Brief: In the pull request discussion below, what function do pthreads call from emscripten_yield?

[dylink] Fix deadlock in _emscripten_dlsync_threads()#27000
Conversation
| DBG("waking main runtime thread using _emscripten_thread_notify"); | ||
| if (ret) { | ||
| // Wake up the target thread in case it is blocked in | ||
| // `emscripten_futex_wait`. |
There was a problem hiding this comment.
This is little confusing (and maybe wasteful) though since normal pthread do not run their proxy queue in emscripten_yield, and therefore wakeing them them up should not be needed.
pthreads do however call _emscripten_process_dlopen_queue from emscripten_yield .. so it should only be necessary to wake them up if/when need need to call _emscripten_process_dlopen_queue, and not whereever work gets proxied to them.
There was a problem hiding this comment.
I'm not sure if _emscripten_thread_notify() is actually that expensive, since it already returns early when the thread isn't waiting.

Listed records:

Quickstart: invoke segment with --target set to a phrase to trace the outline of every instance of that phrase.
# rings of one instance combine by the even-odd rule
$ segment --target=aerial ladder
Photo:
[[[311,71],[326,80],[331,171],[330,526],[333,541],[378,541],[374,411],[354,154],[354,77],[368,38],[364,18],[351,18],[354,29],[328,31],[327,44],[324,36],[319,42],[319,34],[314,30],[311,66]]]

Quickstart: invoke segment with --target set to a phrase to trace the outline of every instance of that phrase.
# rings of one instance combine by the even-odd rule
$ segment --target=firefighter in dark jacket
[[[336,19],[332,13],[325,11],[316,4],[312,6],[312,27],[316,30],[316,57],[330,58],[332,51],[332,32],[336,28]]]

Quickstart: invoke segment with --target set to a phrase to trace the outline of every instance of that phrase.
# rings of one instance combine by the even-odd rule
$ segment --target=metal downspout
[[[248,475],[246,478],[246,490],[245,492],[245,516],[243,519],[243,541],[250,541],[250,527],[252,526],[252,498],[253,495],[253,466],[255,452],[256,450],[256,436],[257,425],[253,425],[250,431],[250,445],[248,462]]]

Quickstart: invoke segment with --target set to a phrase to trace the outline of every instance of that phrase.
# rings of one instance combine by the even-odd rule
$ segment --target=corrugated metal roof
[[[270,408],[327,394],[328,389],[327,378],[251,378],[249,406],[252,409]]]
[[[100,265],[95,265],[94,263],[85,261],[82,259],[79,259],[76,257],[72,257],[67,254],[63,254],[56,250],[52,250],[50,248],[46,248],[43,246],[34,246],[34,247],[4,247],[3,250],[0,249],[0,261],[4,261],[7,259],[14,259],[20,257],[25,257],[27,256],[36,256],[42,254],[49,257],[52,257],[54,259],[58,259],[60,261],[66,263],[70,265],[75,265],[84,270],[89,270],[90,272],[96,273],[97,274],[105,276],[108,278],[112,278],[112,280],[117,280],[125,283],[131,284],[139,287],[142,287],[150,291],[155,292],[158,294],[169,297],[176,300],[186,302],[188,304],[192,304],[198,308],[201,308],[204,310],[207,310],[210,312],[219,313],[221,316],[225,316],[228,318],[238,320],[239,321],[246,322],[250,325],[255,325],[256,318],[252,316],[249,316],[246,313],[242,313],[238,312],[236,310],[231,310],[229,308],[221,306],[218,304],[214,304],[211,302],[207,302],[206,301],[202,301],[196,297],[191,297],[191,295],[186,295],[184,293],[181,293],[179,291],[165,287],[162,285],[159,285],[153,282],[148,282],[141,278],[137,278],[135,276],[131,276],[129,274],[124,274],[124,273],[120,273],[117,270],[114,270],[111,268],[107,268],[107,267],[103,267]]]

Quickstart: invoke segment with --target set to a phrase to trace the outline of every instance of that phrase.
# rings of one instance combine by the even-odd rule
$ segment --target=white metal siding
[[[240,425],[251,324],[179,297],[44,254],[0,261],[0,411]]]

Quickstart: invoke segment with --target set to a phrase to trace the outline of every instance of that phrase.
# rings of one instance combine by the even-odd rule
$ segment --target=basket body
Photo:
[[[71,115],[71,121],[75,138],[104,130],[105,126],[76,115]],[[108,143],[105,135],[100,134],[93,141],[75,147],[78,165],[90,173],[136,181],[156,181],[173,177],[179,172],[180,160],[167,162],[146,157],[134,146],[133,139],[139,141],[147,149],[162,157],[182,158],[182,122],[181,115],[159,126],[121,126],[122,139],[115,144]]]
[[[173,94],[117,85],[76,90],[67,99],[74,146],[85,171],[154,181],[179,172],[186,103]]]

Solved exercise: _emscripten_process_dlopen_queue